Do this →
Please update the records by changing "thickest part" to "widest part" and reproducing every line otherwise unchanged, with the pictures omitted.

>> BEGIN Entries supplied

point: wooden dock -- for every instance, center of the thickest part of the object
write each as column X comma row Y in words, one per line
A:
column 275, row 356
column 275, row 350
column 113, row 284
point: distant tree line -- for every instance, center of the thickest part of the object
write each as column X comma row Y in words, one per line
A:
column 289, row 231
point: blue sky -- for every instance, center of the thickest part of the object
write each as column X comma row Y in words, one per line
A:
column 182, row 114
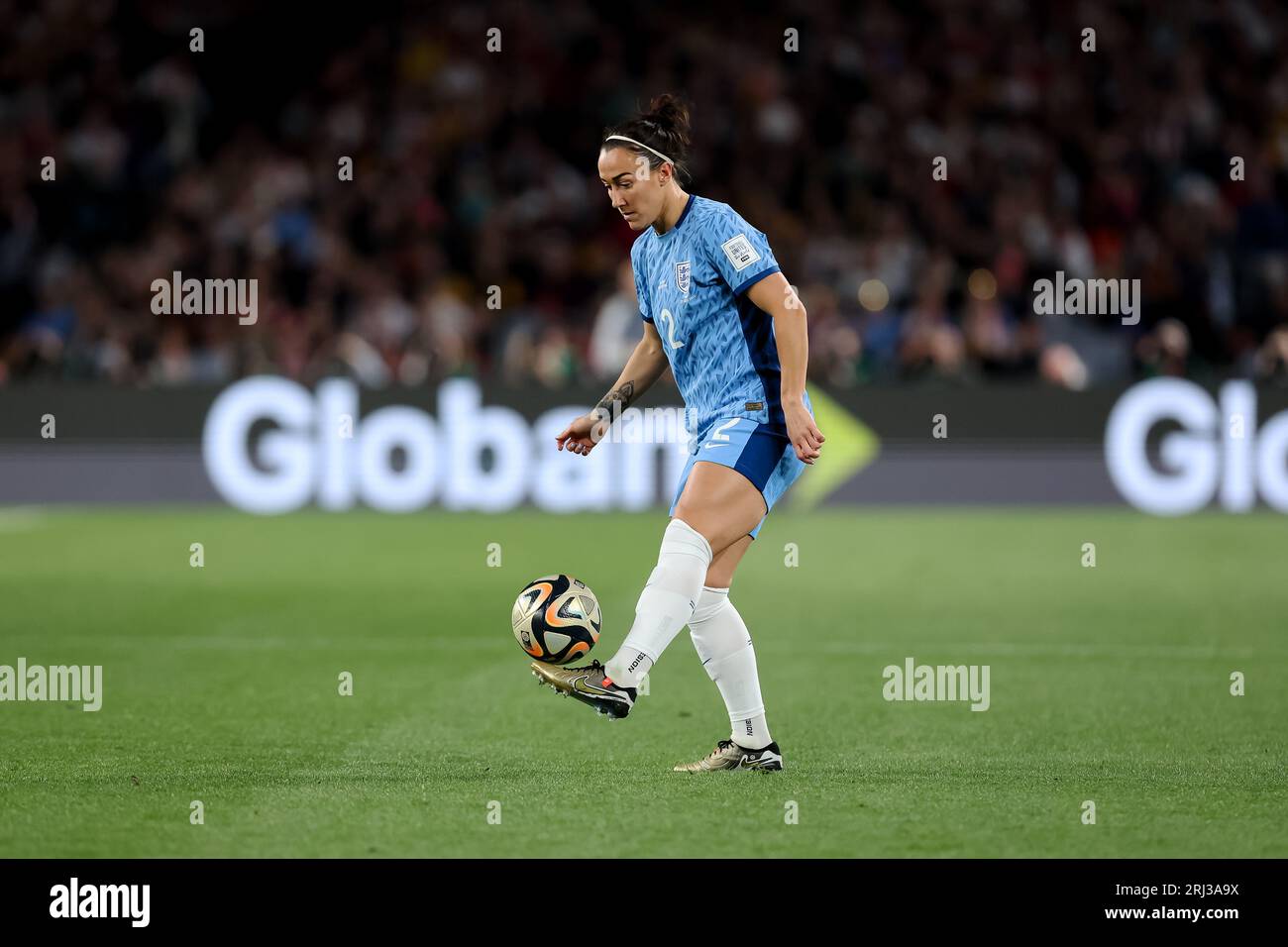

>> END Entries supplied

Solution for this task →
point: wooden dock -- for every instance, center of the widest part of the object
write each as column X comma row Y in words, one per line
A:
column 275, row 356
column 275, row 350
column 113, row 284
point: distant tree line -- for every instance, center of the widest part of the object
write each as column X comma row Y in words, one per line
A:
column 289, row 231
point: blue sky -- for every instance, center of the widest part of the object
write each as column X comma row Y in words, one per line
A:
column 182, row 114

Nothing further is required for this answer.